──────── Input

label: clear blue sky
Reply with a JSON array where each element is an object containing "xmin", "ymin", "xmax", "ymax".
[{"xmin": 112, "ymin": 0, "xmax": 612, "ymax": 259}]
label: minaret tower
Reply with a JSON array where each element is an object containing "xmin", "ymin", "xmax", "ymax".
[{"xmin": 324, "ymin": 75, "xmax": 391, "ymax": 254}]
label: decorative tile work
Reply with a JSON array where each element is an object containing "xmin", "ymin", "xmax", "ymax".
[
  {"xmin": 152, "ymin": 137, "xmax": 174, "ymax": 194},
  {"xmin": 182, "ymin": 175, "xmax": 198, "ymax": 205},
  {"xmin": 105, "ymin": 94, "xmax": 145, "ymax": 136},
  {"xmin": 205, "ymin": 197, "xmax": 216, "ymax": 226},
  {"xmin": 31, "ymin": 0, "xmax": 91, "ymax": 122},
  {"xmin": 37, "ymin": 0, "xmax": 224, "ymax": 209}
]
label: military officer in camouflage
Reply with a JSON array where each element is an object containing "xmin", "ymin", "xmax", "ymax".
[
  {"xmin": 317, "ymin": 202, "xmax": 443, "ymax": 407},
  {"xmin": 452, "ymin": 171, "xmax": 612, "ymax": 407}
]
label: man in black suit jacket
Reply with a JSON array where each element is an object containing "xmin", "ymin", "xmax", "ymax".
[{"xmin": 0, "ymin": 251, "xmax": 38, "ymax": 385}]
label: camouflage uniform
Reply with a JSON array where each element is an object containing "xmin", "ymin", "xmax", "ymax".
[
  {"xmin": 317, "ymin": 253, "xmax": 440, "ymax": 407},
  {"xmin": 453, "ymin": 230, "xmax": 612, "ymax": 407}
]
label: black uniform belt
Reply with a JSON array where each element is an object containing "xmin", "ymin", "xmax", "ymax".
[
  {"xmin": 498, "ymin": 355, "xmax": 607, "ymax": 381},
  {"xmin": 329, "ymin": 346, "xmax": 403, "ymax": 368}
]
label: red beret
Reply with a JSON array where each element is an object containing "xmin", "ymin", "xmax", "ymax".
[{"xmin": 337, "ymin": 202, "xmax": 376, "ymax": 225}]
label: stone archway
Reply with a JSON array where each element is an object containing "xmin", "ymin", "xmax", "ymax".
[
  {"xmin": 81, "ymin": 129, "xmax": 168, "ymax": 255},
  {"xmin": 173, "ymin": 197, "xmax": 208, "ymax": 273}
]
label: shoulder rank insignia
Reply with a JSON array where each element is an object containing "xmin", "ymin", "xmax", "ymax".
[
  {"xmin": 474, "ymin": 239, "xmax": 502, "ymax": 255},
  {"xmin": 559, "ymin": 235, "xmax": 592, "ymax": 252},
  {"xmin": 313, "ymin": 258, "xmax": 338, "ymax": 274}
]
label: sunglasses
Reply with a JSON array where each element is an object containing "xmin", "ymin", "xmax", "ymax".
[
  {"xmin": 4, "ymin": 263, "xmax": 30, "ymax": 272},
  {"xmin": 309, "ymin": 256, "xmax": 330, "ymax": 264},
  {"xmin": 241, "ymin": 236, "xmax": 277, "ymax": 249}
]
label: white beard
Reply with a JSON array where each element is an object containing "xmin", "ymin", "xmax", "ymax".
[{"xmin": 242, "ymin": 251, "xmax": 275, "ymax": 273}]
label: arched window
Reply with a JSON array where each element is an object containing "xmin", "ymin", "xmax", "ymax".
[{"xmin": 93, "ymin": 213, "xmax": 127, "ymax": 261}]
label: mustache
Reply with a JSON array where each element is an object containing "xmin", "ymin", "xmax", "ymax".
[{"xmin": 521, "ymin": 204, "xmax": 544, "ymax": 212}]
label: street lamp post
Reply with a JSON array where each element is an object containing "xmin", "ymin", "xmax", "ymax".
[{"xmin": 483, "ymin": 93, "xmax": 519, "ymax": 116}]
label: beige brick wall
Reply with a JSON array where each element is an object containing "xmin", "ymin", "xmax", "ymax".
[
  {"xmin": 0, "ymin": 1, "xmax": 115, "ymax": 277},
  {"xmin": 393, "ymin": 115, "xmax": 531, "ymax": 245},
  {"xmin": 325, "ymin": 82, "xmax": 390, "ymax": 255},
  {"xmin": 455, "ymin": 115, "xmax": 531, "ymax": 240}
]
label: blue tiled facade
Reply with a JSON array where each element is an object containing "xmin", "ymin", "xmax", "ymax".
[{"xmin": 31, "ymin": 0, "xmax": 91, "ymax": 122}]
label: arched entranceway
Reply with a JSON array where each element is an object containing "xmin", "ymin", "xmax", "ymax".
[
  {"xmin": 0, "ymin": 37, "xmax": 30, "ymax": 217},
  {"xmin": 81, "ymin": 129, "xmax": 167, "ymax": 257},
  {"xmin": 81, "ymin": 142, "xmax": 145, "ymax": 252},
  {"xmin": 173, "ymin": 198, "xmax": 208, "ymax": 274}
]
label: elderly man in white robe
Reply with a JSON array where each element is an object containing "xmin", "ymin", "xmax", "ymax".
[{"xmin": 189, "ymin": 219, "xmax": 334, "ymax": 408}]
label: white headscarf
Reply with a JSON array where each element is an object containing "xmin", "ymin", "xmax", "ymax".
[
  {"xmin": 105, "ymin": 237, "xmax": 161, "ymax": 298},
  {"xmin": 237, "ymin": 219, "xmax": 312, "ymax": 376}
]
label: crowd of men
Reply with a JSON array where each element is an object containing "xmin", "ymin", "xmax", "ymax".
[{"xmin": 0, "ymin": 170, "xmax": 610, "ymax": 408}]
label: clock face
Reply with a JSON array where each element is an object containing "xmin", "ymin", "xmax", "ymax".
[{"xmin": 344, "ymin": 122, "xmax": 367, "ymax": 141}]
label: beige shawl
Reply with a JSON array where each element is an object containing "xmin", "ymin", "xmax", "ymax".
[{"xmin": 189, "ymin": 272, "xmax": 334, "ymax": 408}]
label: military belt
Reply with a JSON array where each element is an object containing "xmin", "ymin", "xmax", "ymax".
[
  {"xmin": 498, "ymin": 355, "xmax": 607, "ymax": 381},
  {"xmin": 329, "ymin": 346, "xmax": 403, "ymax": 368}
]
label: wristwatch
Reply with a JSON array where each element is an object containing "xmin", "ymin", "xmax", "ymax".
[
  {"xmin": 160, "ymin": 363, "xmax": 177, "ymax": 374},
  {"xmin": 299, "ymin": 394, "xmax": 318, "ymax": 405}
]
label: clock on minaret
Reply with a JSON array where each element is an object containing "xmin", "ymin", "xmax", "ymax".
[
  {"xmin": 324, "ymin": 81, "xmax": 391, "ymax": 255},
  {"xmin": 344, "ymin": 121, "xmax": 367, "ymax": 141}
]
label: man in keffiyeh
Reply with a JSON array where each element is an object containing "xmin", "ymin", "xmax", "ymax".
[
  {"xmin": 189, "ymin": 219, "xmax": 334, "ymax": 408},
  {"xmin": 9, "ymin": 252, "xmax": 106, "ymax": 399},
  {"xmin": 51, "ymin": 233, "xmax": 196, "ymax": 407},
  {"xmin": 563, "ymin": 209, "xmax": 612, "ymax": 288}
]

────────────────

Your goal: Could you please print the entire listing exactly?

Written response:
label: clear blue sky
Reply with a JSON array where each element is an object containing "xmin", "ymin", "xmax", "ymax".
[{"xmin": 112, "ymin": 0, "xmax": 612, "ymax": 259}]
label: minaret tower
Reply with a JSON array where each element is an object containing "xmin", "ymin", "xmax", "ymax".
[{"xmin": 324, "ymin": 75, "xmax": 391, "ymax": 254}]
label: decorative tile work
Reply with a JSON array where each element is an object containing "xmin", "ymin", "xmax", "ymax".
[
  {"xmin": 152, "ymin": 137, "xmax": 174, "ymax": 194},
  {"xmin": 182, "ymin": 175, "xmax": 198, "ymax": 205},
  {"xmin": 105, "ymin": 94, "xmax": 145, "ymax": 136},
  {"xmin": 205, "ymin": 197, "xmax": 216, "ymax": 226},
  {"xmin": 31, "ymin": 0, "xmax": 91, "ymax": 122},
  {"xmin": 37, "ymin": 0, "xmax": 224, "ymax": 209}
]
label: military officer in camouflage
Reply with a JSON array where each element is an object containing "xmin", "ymin", "xmax", "ymax".
[
  {"xmin": 317, "ymin": 202, "xmax": 443, "ymax": 407},
  {"xmin": 452, "ymin": 171, "xmax": 612, "ymax": 407}
]
label: man in black suit jacket
Reply with a JSON array where each element is an object containing "xmin", "ymin", "xmax", "ymax".
[{"xmin": 0, "ymin": 251, "xmax": 38, "ymax": 385}]
label: camouflage uniform
Reply with a JSON array where each element is an object containing "xmin", "ymin", "xmax", "ymax".
[
  {"xmin": 317, "ymin": 253, "xmax": 440, "ymax": 407},
  {"xmin": 453, "ymin": 230, "xmax": 612, "ymax": 407}
]
label: black uniform belt
Reply with a JSON array where each element is an object containing "xmin", "ymin", "xmax", "ymax".
[
  {"xmin": 498, "ymin": 355, "xmax": 607, "ymax": 381},
  {"xmin": 329, "ymin": 346, "xmax": 403, "ymax": 368}
]
label: red beret
Reply with a JSON array where each element is an object containing "xmin", "ymin", "xmax", "ymax".
[{"xmin": 337, "ymin": 202, "xmax": 376, "ymax": 225}]
label: stone archway
Reply with a JSON array where each element is an object containing "xmin", "ymin", "xmax", "ymax".
[
  {"xmin": 81, "ymin": 129, "xmax": 168, "ymax": 255},
  {"xmin": 173, "ymin": 197, "xmax": 208, "ymax": 273}
]
label: shoulder rank insignia
Reply with a JSON array where each element is an object containing "xmin", "ymin", "xmax", "ymax".
[
  {"xmin": 474, "ymin": 239, "xmax": 502, "ymax": 255},
  {"xmin": 559, "ymin": 235, "xmax": 592, "ymax": 252},
  {"xmin": 313, "ymin": 258, "xmax": 338, "ymax": 274}
]
label: sunglasses
Reply with a JSON array where each element is an object containing "xmin", "ymin", "xmax", "ymax".
[
  {"xmin": 4, "ymin": 263, "xmax": 30, "ymax": 272},
  {"xmin": 309, "ymin": 256, "xmax": 330, "ymax": 264},
  {"xmin": 241, "ymin": 236, "xmax": 277, "ymax": 249}
]
label: white beard
Reply with a JSON array where each element is an object containing "xmin", "ymin", "xmax", "ymax".
[{"xmin": 242, "ymin": 251, "xmax": 275, "ymax": 273}]
label: arched window
Reply with a JSON array where each element is an object containing "xmin", "ymin", "xmax", "ymax".
[{"xmin": 93, "ymin": 213, "xmax": 127, "ymax": 261}]
label: mustache
Reply with a JSON array where each element is an object containing "xmin", "ymin", "xmax", "ymax".
[{"xmin": 521, "ymin": 204, "xmax": 544, "ymax": 212}]
label: street lamp post
Reply with a JSON array where each element is an object containing "xmin", "ymin", "xmax", "ymax".
[{"xmin": 483, "ymin": 93, "xmax": 519, "ymax": 116}]
label: beige brick wall
Reply with a JSON array where each element is an object containing "xmin", "ymin", "xmax", "ymax".
[
  {"xmin": 0, "ymin": 1, "xmax": 115, "ymax": 277},
  {"xmin": 393, "ymin": 115, "xmax": 531, "ymax": 245},
  {"xmin": 325, "ymin": 82, "xmax": 390, "ymax": 255},
  {"xmin": 455, "ymin": 115, "xmax": 531, "ymax": 240}
]
label: blue tiled facade
Reply with a JSON array where each element is an object containing "xmin", "ymin", "xmax", "ymax".
[{"xmin": 31, "ymin": 0, "xmax": 91, "ymax": 122}]
label: arched entranceway
Reply with a JSON array where each element is an object containing "xmin", "ymin", "xmax", "ymax".
[
  {"xmin": 0, "ymin": 37, "xmax": 30, "ymax": 217},
  {"xmin": 81, "ymin": 129, "xmax": 167, "ymax": 257},
  {"xmin": 81, "ymin": 142, "xmax": 145, "ymax": 252},
  {"xmin": 173, "ymin": 198, "xmax": 208, "ymax": 274}
]
label: elderly man in white robe
Reply with a JSON array where each element is an object containing "xmin", "ymin", "xmax", "ymax".
[{"xmin": 189, "ymin": 219, "xmax": 334, "ymax": 408}]
label: white headscarf
Reply with a JSON array where each element is an object containing "xmin", "ymin", "xmax", "ymax".
[
  {"xmin": 105, "ymin": 237, "xmax": 161, "ymax": 298},
  {"xmin": 237, "ymin": 219, "xmax": 312, "ymax": 376}
]
label: crowd of men
Reply with a JSON array where each element is an object containing "xmin", "ymin", "xmax", "ymax".
[{"xmin": 0, "ymin": 170, "xmax": 610, "ymax": 408}]
label: clock face
Reply with a JSON array where each element is an object containing "xmin", "ymin", "xmax", "ymax".
[{"xmin": 344, "ymin": 122, "xmax": 367, "ymax": 141}]
label: beige shawl
Reply with a JSON array where each element is an object containing "xmin", "ymin", "xmax", "ymax".
[{"xmin": 189, "ymin": 272, "xmax": 334, "ymax": 408}]
label: military belt
Reply with a JSON array where each element is an object containing "xmin", "ymin", "xmax", "ymax".
[
  {"xmin": 498, "ymin": 355, "xmax": 607, "ymax": 381},
  {"xmin": 329, "ymin": 346, "xmax": 403, "ymax": 368}
]
label: wristwatch
Reply with a JSON array where each element is an object containing "xmin", "ymin", "xmax", "ymax".
[
  {"xmin": 160, "ymin": 363, "xmax": 177, "ymax": 374},
  {"xmin": 299, "ymin": 394, "xmax": 318, "ymax": 405}
]
label: clock on minaret
Reply with a JSON array where each element is an object containing "xmin", "ymin", "xmax", "ymax".
[
  {"xmin": 324, "ymin": 81, "xmax": 391, "ymax": 255},
  {"xmin": 344, "ymin": 121, "xmax": 367, "ymax": 141}
]
label: man in keffiyeh
Reply with a JSON array where each element is an object containing "xmin", "ymin", "xmax", "ymax".
[
  {"xmin": 189, "ymin": 219, "xmax": 334, "ymax": 408},
  {"xmin": 9, "ymin": 252, "xmax": 106, "ymax": 399},
  {"xmin": 51, "ymin": 233, "xmax": 196, "ymax": 407},
  {"xmin": 563, "ymin": 209, "xmax": 612, "ymax": 288}
]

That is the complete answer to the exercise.